== TASK TO COMPLETE ==
Print every one of the records below without any changes, leaving out the pictures.

Bounding box annotation records
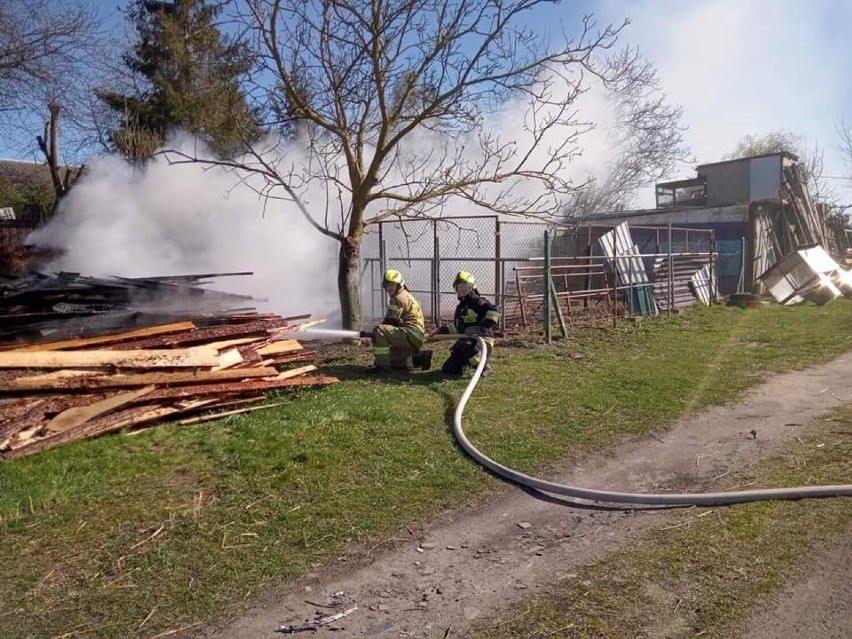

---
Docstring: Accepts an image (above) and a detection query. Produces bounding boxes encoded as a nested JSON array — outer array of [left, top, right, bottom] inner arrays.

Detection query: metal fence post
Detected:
[[494, 218, 503, 306], [429, 220, 441, 326], [708, 231, 716, 306], [612, 229, 618, 328], [666, 222, 674, 315], [542, 229, 553, 344]]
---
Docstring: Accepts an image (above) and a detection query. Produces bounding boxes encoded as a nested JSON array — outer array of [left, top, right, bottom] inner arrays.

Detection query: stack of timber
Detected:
[[0, 272, 337, 460], [0, 272, 261, 341]]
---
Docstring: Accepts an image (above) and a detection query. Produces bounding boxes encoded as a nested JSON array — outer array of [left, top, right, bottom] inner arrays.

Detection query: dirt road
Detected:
[[208, 354, 852, 639]]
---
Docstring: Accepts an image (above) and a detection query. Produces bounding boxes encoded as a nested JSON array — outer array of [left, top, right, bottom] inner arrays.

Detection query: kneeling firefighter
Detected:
[[360, 269, 432, 373], [438, 271, 500, 377]]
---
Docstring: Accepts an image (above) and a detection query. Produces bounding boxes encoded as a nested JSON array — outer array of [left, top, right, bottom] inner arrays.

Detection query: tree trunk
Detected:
[[337, 233, 362, 330]]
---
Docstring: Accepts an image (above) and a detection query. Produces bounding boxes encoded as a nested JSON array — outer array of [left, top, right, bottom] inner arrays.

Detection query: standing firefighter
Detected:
[[438, 271, 500, 377], [361, 269, 432, 373]]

== SOLUTION FOR THIS EXERCISE ==
---
Docstring: Accepts an image (above) and a detection query. Produces bounding boxes encoded as a nested JSON array — outer array of [left, top, right, bottom] inner arrays.

Detection query: metal fence post
Detected:
[[494, 218, 503, 306], [429, 220, 441, 326], [708, 231, 716, 306], [612, 229, 618, 328], [666, 222, 674, 315], [542, 229, 553, 344]]
---
Docstring: Accepts an image (above) and a detection query. Produces bounding boxes encoded as a nested JSON array — outer array of [left, top, right, bottom] inner arrays.

Detection query: stack of timber
Detected:
[[0, 272, 337, 460], [0, 272, 261, 341]]
---
Docstring: Accepts an image (above) and a detection query. Produces bounding boxes encoded as a nested JSON array — outer array of [left, top, right, bottom] inner arrays.

Detection query: dirt road
Detected:
[[208, 354, 852, 639]]
---
Docstring: Accepts an image (above) and a detection query. Produces bounding boxes encoded as a nested JSON array — outer array of [left, top, right, bottom] inner arrays.

Detection query: kneeling firefighter
Detected:
[[360, 269, 432, 373], [438, 271, 500, 377]]
---
Docstring: Accepts an image (above) and a detection query. Produces bounding boxes encoded as a nested JSON array — outer array of [left, top, right, bottom] inner arrays.

Detection query: tree trunk
Detected:
[[337, 233, 362, 330]]
---
Docstring: Accepts an image (above) and a detection query. Produces bounding boxes encoded as a nested JSON array — outer array of [left, top, right, bottom] inner arrays.

Detection query: standing firefighter
Detected:
[[438, 271, 500, 377], [361, 269, 432, 373]]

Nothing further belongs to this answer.